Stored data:

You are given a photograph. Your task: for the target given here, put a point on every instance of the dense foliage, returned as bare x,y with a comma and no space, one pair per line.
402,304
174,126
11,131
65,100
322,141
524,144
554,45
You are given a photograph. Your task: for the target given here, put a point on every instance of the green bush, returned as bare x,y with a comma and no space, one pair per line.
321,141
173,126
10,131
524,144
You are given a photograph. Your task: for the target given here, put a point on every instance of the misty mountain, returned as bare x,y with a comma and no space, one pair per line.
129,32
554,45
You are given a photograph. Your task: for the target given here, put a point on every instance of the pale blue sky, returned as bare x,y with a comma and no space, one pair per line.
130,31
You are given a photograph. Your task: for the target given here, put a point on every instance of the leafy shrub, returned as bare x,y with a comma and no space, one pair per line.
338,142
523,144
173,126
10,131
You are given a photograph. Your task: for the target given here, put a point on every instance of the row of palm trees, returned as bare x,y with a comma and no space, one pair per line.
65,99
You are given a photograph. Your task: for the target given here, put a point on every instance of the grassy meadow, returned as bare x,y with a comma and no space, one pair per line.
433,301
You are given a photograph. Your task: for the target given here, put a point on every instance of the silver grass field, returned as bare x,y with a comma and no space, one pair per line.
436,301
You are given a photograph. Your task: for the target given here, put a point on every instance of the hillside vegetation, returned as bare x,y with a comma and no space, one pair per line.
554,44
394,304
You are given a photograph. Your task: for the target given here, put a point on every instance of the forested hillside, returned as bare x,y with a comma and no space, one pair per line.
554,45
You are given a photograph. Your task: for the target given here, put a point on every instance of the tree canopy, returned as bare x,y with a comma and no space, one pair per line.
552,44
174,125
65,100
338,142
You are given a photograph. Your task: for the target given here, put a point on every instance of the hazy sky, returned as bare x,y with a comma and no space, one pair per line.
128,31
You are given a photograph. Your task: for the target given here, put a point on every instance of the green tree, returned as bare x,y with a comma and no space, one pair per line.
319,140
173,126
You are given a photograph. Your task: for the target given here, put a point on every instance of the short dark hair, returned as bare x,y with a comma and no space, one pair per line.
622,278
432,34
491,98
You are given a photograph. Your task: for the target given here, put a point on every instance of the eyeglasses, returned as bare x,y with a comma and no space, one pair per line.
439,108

**YOUR GOAL**
Reproduce the full listing word for word.

**THE RESPONSE**
You are given a photograph. Your task: for the target given here, put a point on every instance of the dense foliage, returned as bare x,y with a comma and no space, one pair per line.
402,304
174,126
11,131
65,100
322,141
524,144
554,45
You are given a photograph. Your task: for the target given here, put a point on every instance of the green bush, returned as bare x,y with a comma and no space, one pair per line.
321,141
173,126
10,131
524,144
You are given a photograph. Your task: for the target given here, put a point on every instance of the misty mountain, returned as bare x,y with a comma and no space, one pair per line.
129,32
554,45
You are given a photograph. Your task: for the target given here, put a point on every instance of the pale blue sky, returned as bare x,y with a comma and no space, one pair per line.
130,31
You are given a photograph. Your task: for the target given here, put a point on every instance of the leafy shrub, returned as bare x,y with a comma and no space, one pair per line.
338,142
523,144
173,126
10,131
You are given a photograph. Your task: for the target given here, put a point on every instance of the row of palm trees, returned as bare x,y with a comma and no space, one pair per line.
65,99
You are given a photograph. Your task: for the target given here, put a point on every instance of the grassy meadow, returned as bare x,y with a comma and no space, one pair per line.
433,301
You are given a photograph. Your task: for the target given here, put a point on every instance of the silver grass field, returned as bare x,y with a comma and no space, one pair per line.
436,301
You are given a photograph. Your task: for the target given here, put a point on every instance of the hillside vegetation, returned as bare x,y with a comma and no space, one pair per line.
554,44
394,304
You are given a photograph. Your task: for the target given here, put a point on every instance of the forested hillside, returned as bare x,y with a comma and no space, one pair per line.
554,45
You are given a photograph. Your task: for the target given here, put a point on every instance of the tree canopy, returned as bare x,y with a comma and no space, one pair per line.
552,44
174,125
65,100
338,142
You are given a photograph. Your task: for the target given here, put a point on every instance of the hazy sky, returned as bare x,y with a comma and no space, one pair per line.
128,31
You are given a photograph. Your task: for the target given here, put a point on every instance of the green tree, returned as bare x,y with a comma and no space, one pair per line.
319,140
173,126
You are given a photograph. Your task: for the target given here, put a point on every instance of the short dark hair, returned as bare x,y with a comma and no space, one pair per line.
622,278
432,34
491,98
You are given a photograph. Your task: for the target given here, put a point on every instance of the eyeglasses, returned as bare x,y with a comma and no space, one pair per line.
439,108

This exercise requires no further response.